─── PROVIDED MATERIAL ───

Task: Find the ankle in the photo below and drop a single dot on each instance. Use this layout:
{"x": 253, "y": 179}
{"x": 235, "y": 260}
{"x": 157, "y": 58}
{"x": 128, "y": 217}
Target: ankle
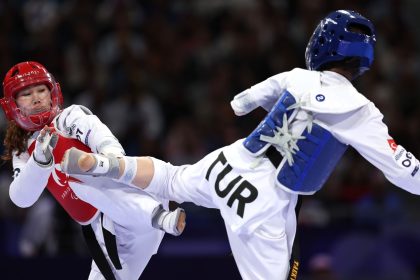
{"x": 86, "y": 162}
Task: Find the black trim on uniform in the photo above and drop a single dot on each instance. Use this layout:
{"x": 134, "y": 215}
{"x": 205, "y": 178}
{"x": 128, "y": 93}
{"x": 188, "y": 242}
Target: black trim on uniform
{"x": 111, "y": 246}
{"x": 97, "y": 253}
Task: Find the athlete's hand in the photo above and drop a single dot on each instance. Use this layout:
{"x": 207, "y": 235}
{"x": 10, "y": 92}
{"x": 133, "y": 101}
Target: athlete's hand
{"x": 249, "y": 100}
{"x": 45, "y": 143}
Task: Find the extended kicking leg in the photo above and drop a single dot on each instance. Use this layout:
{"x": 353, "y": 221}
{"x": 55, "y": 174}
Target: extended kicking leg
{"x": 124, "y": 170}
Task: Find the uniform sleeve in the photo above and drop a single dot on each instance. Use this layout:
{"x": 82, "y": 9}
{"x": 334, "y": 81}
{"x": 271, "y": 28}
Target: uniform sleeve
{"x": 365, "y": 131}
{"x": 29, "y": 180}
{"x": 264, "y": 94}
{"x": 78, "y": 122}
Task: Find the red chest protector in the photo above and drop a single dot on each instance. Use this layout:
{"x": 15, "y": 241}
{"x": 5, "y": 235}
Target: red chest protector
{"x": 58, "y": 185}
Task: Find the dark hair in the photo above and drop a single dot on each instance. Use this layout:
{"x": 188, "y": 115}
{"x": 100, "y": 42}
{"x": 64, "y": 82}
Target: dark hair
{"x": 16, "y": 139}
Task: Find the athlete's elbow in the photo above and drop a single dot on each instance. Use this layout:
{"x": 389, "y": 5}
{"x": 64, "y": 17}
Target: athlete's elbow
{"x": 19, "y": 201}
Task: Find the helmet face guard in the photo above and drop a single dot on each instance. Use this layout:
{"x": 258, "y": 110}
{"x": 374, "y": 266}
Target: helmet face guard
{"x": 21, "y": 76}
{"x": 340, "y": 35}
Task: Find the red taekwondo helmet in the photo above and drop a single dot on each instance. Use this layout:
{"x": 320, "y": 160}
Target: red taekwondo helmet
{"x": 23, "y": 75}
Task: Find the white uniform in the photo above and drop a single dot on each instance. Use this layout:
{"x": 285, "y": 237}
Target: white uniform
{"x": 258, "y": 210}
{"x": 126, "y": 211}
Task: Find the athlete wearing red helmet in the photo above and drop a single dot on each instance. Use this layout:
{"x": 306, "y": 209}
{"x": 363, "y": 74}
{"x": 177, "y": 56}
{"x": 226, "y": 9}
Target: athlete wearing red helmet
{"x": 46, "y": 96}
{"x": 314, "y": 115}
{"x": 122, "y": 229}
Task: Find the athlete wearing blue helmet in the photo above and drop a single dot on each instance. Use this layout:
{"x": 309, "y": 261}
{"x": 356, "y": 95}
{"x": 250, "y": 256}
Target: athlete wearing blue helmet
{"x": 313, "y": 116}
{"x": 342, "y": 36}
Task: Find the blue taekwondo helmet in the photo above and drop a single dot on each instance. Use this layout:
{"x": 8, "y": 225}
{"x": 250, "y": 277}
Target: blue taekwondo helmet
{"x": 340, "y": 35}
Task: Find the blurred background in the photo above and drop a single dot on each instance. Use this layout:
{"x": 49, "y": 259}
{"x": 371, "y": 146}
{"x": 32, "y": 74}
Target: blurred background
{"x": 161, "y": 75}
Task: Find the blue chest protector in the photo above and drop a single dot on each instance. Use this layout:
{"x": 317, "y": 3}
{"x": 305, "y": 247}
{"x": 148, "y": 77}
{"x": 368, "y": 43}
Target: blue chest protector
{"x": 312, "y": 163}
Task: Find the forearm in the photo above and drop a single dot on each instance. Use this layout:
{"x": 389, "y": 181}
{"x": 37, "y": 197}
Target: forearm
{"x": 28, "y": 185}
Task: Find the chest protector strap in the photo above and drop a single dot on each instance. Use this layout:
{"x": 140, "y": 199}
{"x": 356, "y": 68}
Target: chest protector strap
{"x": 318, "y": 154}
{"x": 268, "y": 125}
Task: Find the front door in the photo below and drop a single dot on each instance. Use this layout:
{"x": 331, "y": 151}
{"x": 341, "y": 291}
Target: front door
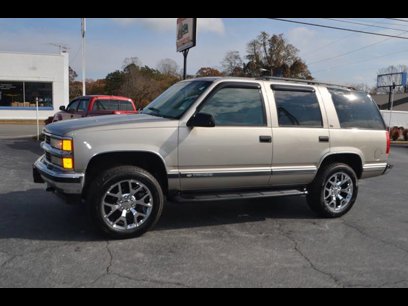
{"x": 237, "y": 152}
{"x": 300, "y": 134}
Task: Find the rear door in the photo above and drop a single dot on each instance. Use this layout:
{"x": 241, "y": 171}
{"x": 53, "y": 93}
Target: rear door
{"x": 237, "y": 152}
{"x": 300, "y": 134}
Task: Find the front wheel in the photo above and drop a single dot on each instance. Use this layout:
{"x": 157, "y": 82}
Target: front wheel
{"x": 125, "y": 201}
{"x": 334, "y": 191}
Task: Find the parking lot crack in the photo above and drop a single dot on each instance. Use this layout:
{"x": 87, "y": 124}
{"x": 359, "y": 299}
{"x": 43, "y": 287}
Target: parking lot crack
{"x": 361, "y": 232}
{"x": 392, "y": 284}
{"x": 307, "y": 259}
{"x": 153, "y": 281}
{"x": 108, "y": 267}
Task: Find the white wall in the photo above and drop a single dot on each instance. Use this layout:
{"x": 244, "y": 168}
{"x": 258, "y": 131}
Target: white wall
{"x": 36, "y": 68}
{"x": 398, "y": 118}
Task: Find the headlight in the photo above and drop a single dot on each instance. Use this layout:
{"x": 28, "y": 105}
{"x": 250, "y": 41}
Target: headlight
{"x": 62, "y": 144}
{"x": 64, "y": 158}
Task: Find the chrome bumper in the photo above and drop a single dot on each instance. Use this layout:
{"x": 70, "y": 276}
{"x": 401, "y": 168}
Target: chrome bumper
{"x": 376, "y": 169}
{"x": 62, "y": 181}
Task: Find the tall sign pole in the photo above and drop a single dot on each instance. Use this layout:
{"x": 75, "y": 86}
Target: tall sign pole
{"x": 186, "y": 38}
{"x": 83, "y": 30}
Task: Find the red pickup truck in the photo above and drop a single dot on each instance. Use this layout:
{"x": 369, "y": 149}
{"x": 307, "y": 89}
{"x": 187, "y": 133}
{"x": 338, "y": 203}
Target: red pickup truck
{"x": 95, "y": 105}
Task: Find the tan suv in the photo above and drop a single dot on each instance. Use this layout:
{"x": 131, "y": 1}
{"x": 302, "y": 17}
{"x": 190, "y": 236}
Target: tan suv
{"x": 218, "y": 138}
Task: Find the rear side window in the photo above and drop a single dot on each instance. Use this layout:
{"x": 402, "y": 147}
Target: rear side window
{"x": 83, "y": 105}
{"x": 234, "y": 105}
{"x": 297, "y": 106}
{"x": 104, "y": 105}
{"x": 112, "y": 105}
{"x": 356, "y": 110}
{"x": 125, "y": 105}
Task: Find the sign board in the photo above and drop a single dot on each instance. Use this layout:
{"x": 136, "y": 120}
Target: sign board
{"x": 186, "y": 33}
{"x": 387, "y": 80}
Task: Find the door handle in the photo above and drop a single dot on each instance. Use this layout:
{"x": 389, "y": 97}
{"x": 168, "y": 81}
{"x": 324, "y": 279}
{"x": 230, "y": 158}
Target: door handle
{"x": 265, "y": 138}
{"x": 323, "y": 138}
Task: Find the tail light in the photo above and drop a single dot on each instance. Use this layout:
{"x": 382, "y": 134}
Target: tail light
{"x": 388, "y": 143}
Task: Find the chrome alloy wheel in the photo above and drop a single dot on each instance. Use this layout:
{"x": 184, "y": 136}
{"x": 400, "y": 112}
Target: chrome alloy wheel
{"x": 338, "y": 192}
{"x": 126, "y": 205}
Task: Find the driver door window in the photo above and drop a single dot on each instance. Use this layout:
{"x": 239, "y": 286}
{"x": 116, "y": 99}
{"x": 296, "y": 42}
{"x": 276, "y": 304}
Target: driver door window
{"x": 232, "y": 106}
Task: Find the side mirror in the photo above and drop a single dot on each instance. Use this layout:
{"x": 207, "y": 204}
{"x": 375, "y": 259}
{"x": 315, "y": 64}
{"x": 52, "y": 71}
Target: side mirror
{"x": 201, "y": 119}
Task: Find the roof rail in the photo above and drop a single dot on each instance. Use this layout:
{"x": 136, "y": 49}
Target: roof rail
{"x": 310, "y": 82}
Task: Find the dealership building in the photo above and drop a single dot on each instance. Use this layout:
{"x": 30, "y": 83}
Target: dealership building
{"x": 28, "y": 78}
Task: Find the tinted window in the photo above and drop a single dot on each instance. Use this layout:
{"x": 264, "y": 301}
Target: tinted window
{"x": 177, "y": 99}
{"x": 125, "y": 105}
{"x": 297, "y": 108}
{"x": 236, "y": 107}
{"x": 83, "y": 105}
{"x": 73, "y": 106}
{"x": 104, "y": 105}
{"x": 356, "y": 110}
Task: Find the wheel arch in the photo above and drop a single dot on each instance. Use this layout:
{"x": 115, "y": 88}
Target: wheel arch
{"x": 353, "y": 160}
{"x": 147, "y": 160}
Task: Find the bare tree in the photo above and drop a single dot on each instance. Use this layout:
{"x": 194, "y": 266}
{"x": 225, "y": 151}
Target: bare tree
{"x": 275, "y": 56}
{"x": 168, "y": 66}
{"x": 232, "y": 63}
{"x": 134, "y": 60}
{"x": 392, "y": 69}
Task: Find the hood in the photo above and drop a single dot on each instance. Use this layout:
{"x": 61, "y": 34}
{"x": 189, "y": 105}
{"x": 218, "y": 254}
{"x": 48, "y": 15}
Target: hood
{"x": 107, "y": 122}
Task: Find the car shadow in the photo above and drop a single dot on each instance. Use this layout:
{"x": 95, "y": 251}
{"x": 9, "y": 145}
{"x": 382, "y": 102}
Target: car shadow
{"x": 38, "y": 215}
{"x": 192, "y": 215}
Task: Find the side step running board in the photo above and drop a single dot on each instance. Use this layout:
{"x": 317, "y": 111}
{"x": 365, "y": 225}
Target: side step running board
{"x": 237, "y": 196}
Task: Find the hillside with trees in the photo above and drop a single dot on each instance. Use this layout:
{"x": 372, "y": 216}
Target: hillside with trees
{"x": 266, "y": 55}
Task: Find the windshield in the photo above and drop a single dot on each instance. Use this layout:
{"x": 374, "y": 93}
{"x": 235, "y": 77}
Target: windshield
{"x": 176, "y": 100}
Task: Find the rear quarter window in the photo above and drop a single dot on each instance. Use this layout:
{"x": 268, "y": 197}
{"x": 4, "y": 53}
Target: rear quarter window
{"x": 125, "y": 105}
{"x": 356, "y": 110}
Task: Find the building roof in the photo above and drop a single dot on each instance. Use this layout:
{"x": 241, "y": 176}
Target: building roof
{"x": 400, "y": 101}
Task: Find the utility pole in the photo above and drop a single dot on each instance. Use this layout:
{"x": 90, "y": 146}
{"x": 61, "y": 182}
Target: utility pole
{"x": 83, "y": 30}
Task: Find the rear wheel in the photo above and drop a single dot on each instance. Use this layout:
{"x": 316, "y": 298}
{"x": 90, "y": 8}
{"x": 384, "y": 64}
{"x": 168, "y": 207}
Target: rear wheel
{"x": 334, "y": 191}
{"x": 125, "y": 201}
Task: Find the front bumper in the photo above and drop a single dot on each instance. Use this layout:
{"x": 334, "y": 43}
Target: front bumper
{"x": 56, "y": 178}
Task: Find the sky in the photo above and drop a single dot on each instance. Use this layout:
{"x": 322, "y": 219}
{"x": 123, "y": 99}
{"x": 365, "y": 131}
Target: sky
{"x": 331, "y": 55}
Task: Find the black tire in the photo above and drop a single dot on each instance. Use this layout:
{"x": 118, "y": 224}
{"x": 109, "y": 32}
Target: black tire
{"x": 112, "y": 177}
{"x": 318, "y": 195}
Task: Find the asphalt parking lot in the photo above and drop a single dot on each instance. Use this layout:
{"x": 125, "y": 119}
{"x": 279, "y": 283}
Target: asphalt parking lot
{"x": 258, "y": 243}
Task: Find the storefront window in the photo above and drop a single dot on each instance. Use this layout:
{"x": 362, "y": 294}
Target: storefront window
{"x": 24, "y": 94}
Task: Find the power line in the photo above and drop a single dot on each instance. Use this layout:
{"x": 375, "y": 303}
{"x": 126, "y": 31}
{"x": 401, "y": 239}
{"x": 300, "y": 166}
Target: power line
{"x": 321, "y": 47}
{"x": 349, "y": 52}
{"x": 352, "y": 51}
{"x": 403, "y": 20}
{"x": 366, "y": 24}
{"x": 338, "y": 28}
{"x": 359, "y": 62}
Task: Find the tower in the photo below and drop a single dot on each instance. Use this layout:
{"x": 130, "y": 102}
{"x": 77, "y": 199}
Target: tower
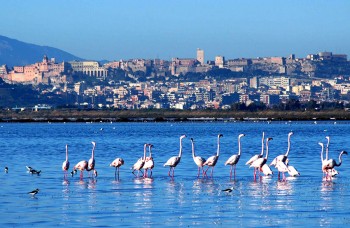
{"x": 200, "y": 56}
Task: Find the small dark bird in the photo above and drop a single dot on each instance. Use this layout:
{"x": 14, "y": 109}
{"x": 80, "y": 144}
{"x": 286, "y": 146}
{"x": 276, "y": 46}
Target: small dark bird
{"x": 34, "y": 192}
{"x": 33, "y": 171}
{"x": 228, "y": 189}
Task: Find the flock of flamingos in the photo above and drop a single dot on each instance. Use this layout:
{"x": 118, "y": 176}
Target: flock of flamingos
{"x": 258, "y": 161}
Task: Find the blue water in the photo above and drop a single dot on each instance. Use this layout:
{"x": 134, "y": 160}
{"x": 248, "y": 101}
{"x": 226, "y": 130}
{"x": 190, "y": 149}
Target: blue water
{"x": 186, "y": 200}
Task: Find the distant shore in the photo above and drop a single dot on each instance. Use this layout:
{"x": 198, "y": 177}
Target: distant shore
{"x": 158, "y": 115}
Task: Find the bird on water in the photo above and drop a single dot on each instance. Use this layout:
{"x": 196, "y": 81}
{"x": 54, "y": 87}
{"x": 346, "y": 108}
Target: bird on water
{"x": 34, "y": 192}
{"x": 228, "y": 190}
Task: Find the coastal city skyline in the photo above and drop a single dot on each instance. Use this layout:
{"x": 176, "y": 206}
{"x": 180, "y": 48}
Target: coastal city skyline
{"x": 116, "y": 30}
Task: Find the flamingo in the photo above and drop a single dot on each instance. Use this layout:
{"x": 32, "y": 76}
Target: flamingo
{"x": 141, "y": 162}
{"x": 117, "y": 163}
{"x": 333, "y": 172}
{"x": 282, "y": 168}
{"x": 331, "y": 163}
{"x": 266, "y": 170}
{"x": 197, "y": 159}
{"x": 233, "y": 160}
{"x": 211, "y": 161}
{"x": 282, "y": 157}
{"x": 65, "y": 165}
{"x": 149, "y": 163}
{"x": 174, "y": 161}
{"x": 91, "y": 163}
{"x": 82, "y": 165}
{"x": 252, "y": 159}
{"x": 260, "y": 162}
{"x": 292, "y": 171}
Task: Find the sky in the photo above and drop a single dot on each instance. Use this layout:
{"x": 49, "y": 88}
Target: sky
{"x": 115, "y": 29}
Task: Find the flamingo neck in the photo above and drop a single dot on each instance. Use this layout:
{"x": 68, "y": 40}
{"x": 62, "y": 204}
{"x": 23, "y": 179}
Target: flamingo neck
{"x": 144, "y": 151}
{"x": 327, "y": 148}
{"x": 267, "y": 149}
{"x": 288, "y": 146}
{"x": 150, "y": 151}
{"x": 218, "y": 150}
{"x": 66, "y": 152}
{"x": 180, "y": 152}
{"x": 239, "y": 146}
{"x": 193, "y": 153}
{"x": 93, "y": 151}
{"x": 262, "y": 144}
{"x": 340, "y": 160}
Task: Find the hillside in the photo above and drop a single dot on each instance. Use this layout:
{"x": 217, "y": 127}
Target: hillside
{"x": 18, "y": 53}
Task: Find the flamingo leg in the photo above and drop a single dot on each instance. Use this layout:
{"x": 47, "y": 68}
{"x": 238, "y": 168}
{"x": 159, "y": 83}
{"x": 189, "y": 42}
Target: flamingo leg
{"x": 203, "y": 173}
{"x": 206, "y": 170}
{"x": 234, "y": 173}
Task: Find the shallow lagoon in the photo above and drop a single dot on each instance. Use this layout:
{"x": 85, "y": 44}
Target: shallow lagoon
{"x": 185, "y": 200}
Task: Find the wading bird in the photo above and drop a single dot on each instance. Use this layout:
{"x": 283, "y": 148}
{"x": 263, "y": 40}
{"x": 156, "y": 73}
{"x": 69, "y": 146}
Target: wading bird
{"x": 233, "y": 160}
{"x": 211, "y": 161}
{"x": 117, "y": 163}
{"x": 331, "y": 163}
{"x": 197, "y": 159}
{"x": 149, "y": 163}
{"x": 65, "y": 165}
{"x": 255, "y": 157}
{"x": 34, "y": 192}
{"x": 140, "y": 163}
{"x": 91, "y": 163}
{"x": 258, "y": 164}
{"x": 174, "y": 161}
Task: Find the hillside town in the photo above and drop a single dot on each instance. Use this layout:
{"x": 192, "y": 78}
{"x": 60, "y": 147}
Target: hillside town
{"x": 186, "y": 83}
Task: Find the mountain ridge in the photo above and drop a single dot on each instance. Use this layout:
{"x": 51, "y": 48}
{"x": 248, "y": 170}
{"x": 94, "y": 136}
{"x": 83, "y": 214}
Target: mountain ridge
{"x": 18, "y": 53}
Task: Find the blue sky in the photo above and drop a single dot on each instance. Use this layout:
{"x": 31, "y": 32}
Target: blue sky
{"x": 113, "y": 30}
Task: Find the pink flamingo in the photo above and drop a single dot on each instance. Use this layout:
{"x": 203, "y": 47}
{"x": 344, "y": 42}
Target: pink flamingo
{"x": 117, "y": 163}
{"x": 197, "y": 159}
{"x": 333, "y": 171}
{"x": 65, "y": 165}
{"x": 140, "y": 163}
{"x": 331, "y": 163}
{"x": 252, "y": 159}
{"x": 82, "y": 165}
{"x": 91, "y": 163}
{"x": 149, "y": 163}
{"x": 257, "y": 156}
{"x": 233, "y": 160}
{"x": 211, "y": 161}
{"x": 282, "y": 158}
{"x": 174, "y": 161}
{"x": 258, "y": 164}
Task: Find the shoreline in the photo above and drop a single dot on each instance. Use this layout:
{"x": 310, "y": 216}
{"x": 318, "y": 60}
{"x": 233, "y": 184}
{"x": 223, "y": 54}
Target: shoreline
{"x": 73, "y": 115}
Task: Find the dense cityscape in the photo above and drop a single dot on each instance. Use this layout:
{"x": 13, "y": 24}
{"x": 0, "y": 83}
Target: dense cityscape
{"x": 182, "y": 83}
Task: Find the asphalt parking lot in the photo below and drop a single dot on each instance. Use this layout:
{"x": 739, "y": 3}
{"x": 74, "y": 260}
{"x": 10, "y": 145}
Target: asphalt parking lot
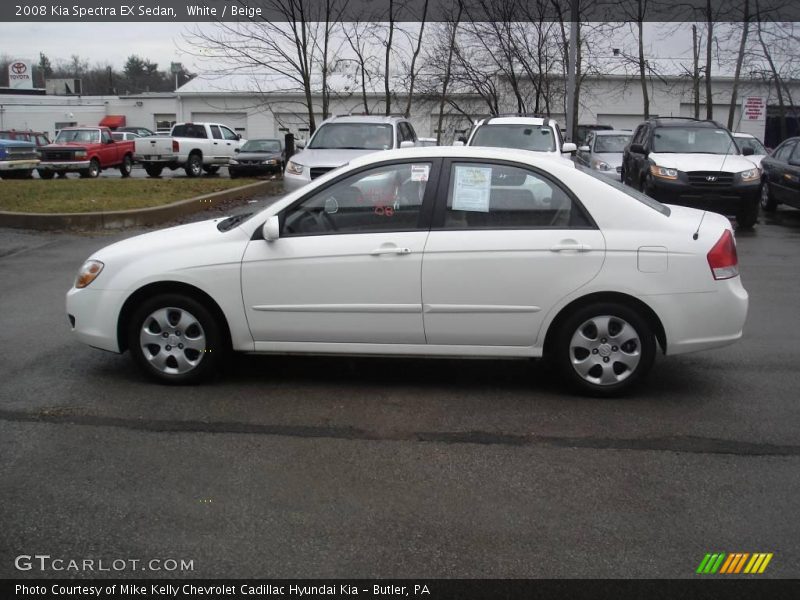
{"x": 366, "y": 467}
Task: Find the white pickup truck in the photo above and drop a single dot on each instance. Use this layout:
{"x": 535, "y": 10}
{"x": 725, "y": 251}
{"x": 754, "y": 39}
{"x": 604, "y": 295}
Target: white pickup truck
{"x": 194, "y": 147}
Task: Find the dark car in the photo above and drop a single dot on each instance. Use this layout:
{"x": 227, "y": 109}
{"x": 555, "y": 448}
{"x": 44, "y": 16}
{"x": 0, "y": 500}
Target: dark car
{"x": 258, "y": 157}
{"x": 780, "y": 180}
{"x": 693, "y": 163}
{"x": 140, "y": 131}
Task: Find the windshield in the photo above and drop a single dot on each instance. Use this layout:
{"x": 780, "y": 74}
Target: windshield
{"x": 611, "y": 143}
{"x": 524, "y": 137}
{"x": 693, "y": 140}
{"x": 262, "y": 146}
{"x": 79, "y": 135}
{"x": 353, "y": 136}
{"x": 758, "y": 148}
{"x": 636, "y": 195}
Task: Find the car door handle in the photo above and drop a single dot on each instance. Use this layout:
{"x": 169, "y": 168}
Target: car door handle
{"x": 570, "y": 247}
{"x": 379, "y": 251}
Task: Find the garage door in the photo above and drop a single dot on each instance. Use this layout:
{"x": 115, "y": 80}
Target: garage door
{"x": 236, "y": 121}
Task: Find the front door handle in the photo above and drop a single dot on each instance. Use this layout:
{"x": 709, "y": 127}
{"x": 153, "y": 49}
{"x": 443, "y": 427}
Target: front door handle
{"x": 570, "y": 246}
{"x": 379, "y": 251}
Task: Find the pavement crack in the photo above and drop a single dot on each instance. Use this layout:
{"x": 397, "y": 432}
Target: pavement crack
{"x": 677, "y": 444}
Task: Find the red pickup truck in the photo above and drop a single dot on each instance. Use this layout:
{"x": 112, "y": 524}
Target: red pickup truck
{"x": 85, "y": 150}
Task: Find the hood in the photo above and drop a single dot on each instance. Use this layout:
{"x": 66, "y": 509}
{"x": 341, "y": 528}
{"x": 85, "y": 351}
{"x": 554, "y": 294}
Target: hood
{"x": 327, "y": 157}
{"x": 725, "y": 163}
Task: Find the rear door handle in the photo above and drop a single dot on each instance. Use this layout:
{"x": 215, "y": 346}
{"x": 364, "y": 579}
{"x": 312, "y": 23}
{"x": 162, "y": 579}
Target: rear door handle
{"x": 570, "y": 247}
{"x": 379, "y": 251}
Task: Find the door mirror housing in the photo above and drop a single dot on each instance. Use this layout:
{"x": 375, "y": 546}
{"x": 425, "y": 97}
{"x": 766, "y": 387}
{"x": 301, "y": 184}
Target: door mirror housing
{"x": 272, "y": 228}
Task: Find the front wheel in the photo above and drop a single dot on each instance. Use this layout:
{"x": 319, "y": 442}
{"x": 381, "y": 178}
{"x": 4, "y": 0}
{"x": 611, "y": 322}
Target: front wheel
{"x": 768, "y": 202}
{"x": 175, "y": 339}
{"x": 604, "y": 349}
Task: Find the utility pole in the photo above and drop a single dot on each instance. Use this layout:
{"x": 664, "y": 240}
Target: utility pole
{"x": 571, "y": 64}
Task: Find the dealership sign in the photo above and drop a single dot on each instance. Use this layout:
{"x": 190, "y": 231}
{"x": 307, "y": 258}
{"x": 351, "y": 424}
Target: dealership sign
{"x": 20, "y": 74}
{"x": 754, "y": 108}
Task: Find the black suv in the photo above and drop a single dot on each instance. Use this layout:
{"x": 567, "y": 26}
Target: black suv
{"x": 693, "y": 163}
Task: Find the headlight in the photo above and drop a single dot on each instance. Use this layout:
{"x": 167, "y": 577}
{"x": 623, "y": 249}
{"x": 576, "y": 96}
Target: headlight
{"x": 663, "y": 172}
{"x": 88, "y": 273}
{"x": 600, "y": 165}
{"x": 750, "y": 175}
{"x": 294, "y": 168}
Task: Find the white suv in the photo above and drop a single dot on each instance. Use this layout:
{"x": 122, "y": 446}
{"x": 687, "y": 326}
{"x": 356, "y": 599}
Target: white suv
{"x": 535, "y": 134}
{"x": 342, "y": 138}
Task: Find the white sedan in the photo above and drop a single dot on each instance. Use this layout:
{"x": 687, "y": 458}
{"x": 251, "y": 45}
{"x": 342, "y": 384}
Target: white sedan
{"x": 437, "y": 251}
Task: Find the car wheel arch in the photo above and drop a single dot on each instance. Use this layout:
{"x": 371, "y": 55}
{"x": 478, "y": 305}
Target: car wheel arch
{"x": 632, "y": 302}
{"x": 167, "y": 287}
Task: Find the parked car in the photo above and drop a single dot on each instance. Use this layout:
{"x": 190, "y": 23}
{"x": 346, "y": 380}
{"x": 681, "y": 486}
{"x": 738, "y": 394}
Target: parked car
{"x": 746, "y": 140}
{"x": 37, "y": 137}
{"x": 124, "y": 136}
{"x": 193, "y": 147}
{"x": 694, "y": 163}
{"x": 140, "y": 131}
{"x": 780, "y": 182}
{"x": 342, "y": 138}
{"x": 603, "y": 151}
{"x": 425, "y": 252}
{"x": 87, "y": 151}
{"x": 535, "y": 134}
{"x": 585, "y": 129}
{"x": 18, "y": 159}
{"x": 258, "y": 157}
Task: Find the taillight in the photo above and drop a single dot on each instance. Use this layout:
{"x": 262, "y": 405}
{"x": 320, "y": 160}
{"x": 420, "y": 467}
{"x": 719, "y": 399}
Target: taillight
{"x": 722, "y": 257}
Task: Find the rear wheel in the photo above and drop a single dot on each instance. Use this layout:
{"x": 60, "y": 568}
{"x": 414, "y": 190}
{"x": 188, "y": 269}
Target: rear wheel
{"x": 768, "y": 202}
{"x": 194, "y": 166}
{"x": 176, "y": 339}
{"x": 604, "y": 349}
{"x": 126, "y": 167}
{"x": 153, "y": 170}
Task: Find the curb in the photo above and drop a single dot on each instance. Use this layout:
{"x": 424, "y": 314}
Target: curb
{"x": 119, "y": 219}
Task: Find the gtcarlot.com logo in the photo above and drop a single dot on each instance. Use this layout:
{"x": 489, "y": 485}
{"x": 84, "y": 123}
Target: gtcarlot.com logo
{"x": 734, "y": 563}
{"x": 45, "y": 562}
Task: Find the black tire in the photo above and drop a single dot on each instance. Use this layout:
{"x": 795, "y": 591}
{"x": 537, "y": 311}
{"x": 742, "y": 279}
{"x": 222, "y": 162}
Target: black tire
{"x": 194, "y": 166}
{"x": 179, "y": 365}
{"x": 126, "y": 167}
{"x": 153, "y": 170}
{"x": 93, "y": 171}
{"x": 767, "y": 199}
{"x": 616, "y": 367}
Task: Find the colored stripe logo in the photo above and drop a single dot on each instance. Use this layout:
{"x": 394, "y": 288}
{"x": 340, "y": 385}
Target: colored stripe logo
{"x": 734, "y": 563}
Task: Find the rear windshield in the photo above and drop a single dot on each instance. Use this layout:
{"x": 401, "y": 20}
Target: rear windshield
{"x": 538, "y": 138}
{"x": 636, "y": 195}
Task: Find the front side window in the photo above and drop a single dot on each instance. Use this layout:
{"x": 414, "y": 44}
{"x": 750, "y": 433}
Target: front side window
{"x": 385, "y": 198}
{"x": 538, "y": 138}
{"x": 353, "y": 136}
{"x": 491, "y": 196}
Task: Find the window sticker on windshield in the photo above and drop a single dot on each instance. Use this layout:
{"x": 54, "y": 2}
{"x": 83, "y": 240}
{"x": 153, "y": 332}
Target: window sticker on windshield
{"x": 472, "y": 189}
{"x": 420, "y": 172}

───

**AIM:** Everything from the line containing "Task: Find the colored" through the final line of the listing, inclusive, must be reproduced exactly; leave out the rest.

**THE ANSWER:**
Task: Find the colored stripe logo in the photo above and drop a single dot on each instance. Use this layout:
{"x": 394, "y": 288}
{"x": 340, "y": 385}
Target: colored stripe logo
{"x": 734, "y": 563}
Task: Find the rear windshield in the photo above and drop a single dot on each instance. Use this layout:
{"x": 401, "y": 20}
Target: rear windshield
{"x": 538, "y": 138}
{"x": 636, "y": 195}
Task: Find the front side window in the photo above and drop a single dot on each instance. Use this layout:
{"x": 414, "y": 44}
{"x": 750, "y": 433}
Target: front side window
{"x": 385, "y": 198}
{"x": 538, "y": 138}
{"x": 353, "y": 136}
{"x": 491, "y": 196}
Task: Find the window sticker on windshield in the photo above and drop a single dot on each instance. Use this layout:
{"x": 54, "y": 2}
{"x": 83, "y": 240}
{"x": 153, "y": 332}
Target: window sticker on windshield
{"x": 472, "y": 189}
{"x": 420, "y": 172}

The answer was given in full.